GIVEN TASK – All the entries need to be quoted exactly, apart from the pictures, which you should drop.

RECORDS FOR THE TASK –

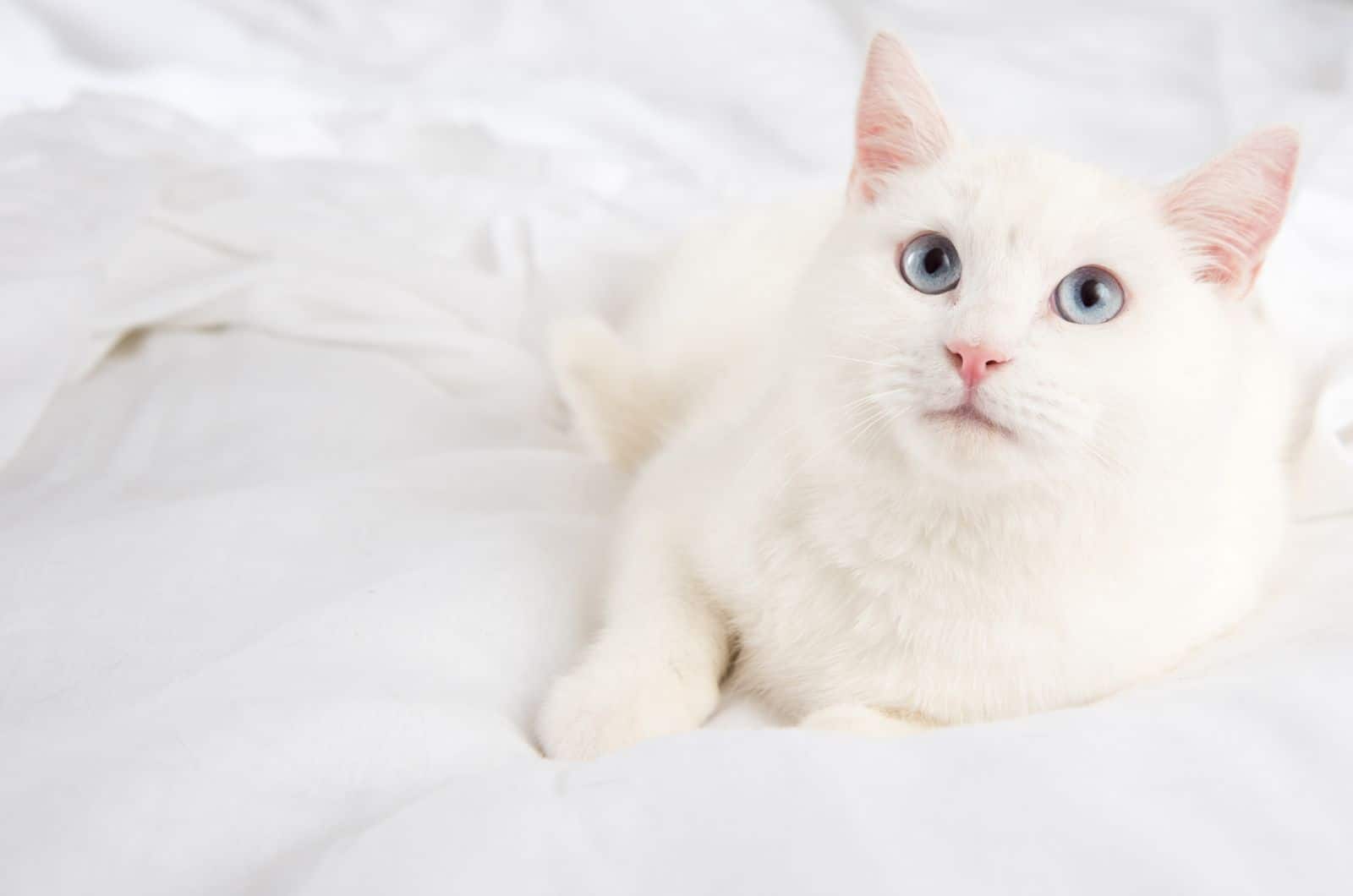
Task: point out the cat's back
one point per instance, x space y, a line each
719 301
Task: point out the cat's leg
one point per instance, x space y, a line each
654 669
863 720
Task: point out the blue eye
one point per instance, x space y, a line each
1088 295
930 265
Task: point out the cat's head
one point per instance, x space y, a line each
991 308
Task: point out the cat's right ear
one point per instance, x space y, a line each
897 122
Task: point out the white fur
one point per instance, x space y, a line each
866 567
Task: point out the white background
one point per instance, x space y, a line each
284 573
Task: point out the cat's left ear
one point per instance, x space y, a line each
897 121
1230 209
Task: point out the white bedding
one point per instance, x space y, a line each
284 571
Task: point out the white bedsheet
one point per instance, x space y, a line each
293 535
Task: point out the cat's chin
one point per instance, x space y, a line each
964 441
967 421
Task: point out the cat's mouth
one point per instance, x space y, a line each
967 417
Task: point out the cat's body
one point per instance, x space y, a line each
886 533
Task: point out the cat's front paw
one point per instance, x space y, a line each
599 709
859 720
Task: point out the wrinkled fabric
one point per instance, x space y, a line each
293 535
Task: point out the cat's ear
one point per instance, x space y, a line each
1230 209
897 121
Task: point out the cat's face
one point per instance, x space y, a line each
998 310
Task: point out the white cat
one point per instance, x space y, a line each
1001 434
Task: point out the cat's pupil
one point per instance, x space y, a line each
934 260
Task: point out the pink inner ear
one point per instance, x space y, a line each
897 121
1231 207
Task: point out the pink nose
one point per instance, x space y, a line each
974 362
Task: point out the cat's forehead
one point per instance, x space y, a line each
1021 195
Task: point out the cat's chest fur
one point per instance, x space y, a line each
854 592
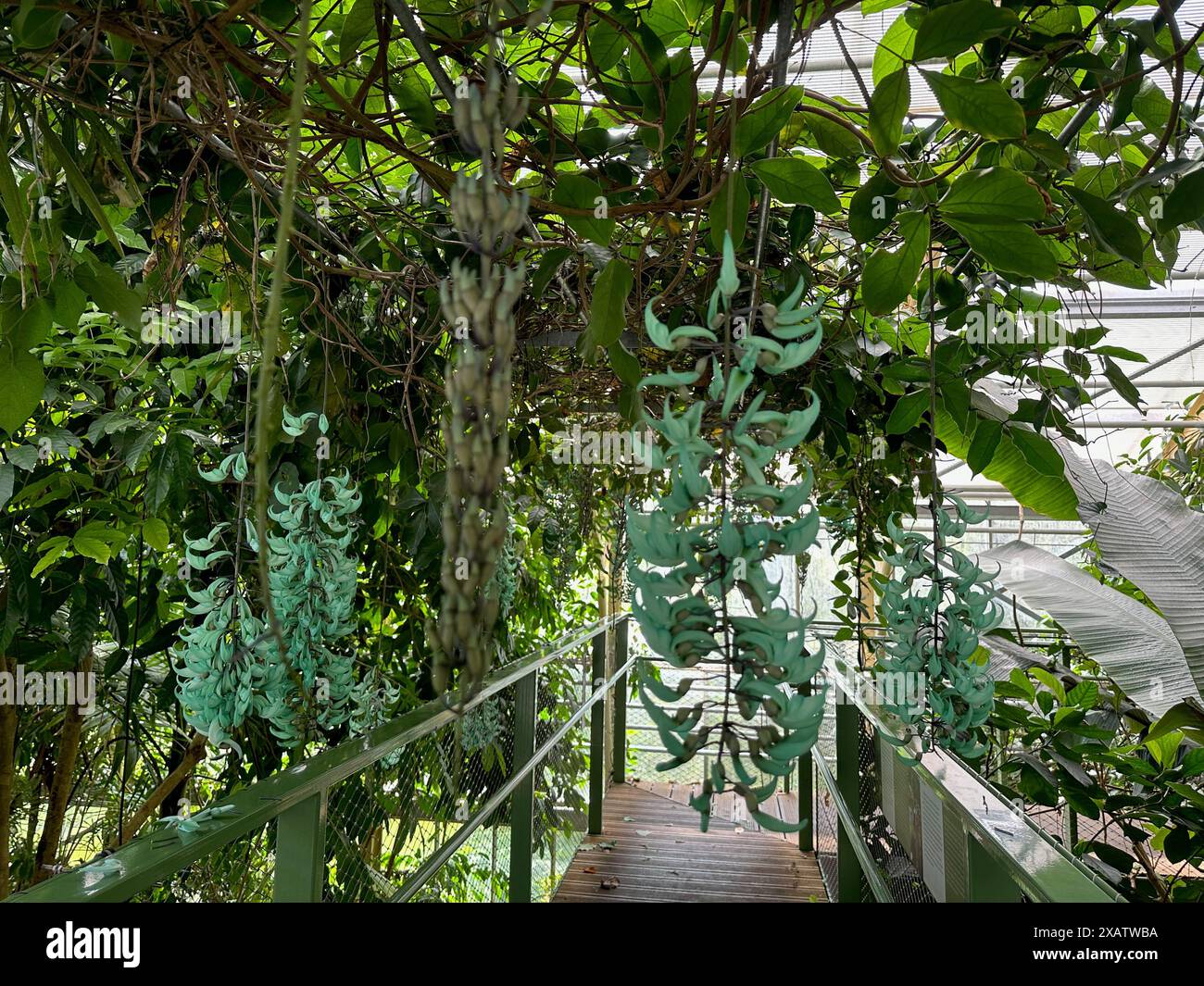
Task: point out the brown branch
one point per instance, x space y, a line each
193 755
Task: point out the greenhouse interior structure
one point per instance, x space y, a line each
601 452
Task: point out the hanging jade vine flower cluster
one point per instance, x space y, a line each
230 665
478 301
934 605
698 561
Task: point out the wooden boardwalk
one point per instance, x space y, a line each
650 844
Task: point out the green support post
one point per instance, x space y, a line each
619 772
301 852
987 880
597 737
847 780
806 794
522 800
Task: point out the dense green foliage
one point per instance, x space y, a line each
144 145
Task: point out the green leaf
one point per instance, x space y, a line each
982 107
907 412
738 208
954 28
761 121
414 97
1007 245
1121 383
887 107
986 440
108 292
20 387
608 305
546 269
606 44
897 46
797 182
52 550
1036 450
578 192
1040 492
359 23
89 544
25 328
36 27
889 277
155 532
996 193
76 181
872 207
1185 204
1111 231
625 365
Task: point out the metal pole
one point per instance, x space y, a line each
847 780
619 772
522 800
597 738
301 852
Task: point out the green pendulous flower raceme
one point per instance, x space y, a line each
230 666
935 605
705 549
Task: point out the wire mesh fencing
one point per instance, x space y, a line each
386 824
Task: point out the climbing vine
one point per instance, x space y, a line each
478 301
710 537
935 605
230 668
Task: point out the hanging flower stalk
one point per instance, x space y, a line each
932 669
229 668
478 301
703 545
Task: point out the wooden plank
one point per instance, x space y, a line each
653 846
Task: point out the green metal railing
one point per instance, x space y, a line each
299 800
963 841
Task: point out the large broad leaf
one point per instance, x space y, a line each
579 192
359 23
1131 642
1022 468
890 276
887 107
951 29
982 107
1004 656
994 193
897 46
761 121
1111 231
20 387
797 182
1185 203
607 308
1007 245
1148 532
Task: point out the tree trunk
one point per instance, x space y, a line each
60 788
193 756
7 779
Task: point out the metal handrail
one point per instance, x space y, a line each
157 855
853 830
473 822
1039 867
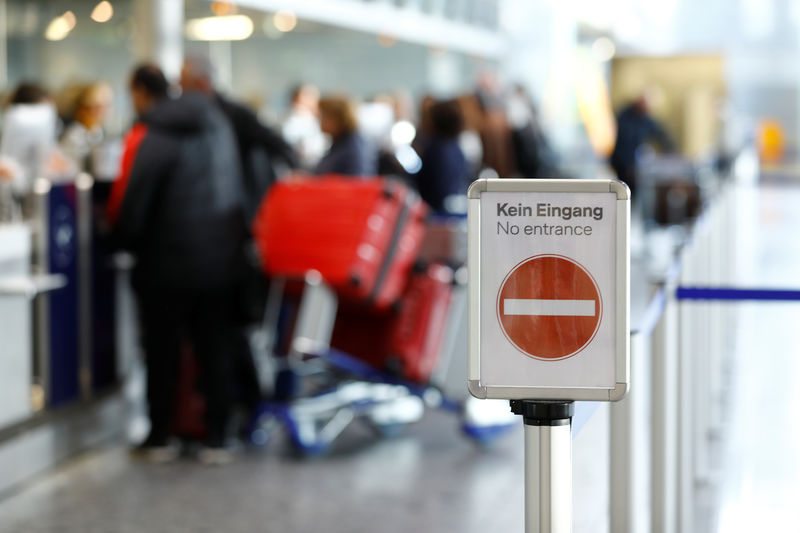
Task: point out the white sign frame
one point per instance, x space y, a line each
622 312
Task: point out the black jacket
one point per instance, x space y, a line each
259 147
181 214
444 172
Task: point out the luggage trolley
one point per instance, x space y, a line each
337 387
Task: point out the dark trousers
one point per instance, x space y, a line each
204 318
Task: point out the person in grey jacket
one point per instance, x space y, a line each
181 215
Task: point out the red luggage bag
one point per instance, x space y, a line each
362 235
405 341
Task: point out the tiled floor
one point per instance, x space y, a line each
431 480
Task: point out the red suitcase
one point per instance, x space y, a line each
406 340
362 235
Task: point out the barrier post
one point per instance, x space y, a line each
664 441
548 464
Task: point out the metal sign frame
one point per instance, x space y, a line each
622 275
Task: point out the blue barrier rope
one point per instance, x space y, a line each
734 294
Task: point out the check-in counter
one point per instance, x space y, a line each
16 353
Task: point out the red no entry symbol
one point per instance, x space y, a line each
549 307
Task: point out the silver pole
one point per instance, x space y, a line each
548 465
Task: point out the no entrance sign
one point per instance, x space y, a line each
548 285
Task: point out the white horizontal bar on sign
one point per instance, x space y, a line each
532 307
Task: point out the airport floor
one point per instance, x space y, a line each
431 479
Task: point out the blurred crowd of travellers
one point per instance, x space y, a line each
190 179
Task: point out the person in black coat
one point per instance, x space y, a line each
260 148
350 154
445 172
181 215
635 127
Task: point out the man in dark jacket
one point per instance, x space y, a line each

EXERCISE RESPONSE –
Task: point out the cat's back
one point per instance, x space y, a line each
719 301
Task: point out the cat's leg
one point per instance, x space y, a line each
654 669
863 720
Task: point out the blue eye
one point per instance, x space y, a line each
1088 295
930 265
Task: point out the cat's head
one point per instance, x space y, a line each
991 308
Task: point out the cat's right ear
one point per instance, x space y, a line each
897 122
Task: point out the white fur
one point per instance, x space y, a line each
866 567
Task: point out the white background
one point per instance, x space y, a line each
284 573
Task: point out the cat's left ear
one point per instance, x space y, a line each
897 121
1230 209
Task: point out the white bedding
one point per instance, x space y, a line each
284 571
Task: point out the white bedsheet
one point per instance, x space y, a line each
293 535
Task: point out the cat's chin
one point per instance, x space y, a line each
964 441
967 421
Task: point out the cat's mouth
one point per instance, x space y, a line each
967 417
Task: point out the cat's body
one point per instance, x space y, a line each
886 533
Task: point out the cat's front paw
one point per instance, x space y, a line each
599 709
859 720
Task: point out the wrinkled fabric
one point per instance, x space y, a line each
293 535
Task: point out the cat's ear
one point per instance, x space y, a line each
1230 209
897 121
Task: point out the cat's face
one point per instance, x space y, a line each
998 310
Task: point out the white cat
one point per instance, x space y, a line each
1001 434
Task: point out the cat's pupil
one point per instance, x space y, a line each
934 260
Task: point out the pink inner ear
one point per instance, x space y, a line each
897 121
1231 207
Task: point out the pink nose
one point per instance, x space y, a line each
974 362
Task: point out the cat's forehead
one point per instance, x space y, a line each
1021 195
Task: point out the cat's chest fur
one point per instance, x space y, a line each
854 592
Task: point out the brown branch
one point per instance, x space y, a line each
193 755
Task: point out the greenhouse interior structure
one point per instance, x space y, a line each
601 452
Task: point out the hanging jade vine flower cluster
one point per instance, x space y, a line each
230 665
478 301
934 605
698 561
Task: point out the wooden boardwalk
one point per instance, x space y, a line each
650 844
Task: point out the green support post
one point per instance, x space y, a line each
619 772
301 852
987 880
597 737
847 780
806 794
522 800
Task: point out the dense green foliage
one point per instance, x space y, a line each
144 145
Task: point out the green leaf
one point per instance, x space y, a line each
982 107
907 412
738 208
954 28
761 121
414 97
1007 245
1121 383
887 107
986 440
108 292
20 387
608 305
546 269
606 44
897 46
797 182
52 550
1036 450
578 192
1040 492
359 23
89 544
25 328
36 27
889 277
155 532
996 193
76 181
872 207
1185 204
1111 231
625 365
Task: point out the metal pole
one point per instance, x space y, a line each
847 780
619 772
522 800
597 738
301 852
Task: point out the green pendulous flower raceme
one point per instance, x space y, a line each
230 666
935 605
705 549
Task: point out the wire mesh fencing
one point per instance, x space y, a line each
386 824
Task: point out the climbing vine
one point per instance, x space y, a line each
478 301
710 537
935 605
230 668
Task: point out the hanging flower stalk
one point per instance, x space y, a line each
932 669
229 668
478 301
703 545
Task: point out the wooden plank
one point per instance, x space y, a line each
653 846
Task: point out the green metal railing
one point per instance, x space y, a line each
299 800
963 841
Task: point out the large broad leaf
one point per instance, x space y, a line each
579 192
359 23
1131 642
1022 468
890 276
887 107
951 29
982 107
1004 656
994 193
897 46
761 121
1111 231
20 387
797 182
1185 203
607 308
1007 245
1148 532
Task: point out the tree trunk
one point per instance, x space y, a line each
60 788
193 756
7 779
Task: point out the metal handrail
one point per instance, x space y, a line each
157 855
853 830
473 822
1039 867
Task: point out the white sign frame
one point per instance, x space y, a line each
622 312
Task: point out the black jacket
one point per instance, x space y, a line each
259 147
181 214
444 172
Task: point out the luggage trolley
one point per instance, x space y, a line each
337 387
Task: point out the dark trousers
one point per instance, x space y, a line each
204 318
Task: point out the person in grey jacket
one point per instance, x space y, a line each
181 215
Task: point out the red luggage bag
one point per instance, x space y, a line each
362 235
405 341
Task: point out the tiled floor
one point per instance, x space y, a line each
431 480
Task: point out the red suitcase
one point per instance, x space y, a line each
406 340
362 235
Task: point out the barrier post
one point per instance, x space y, a line each
664 441
548 464
Task: point out the metal sign frame
one point per instance, x space y, a line each
622 275
Task: point out the blue barrier rope
one point per instance, x space y, a line each
734 294
Task: point out the check-in counter
one point per instance, x space y, a line each
16 353
Task: point out the red no entry symbol
one point per instance, x space y, a line each
549 307
Task: point out the silver pole
one point per instance, x space y, a line each
548 465
Task: point out the no entrance sign
one point per instance, x space y, a line each
548 285
Task: point out the white horizontal bar on sign
one point per instance, x space y, a line each
532 307
Task: point out the airport floor
one point per instance, x space y, a line each
431 479
Task: point out the blurred crowd of travellers
one point per instance, x space y, a line each
190 179
Task: point out the person in black coat
one point per instance, x space y, a line each
260 148
350 154
445 172
181 215
635 127
Task: point out the man in dark jacket
one point per instance, x space y, a line each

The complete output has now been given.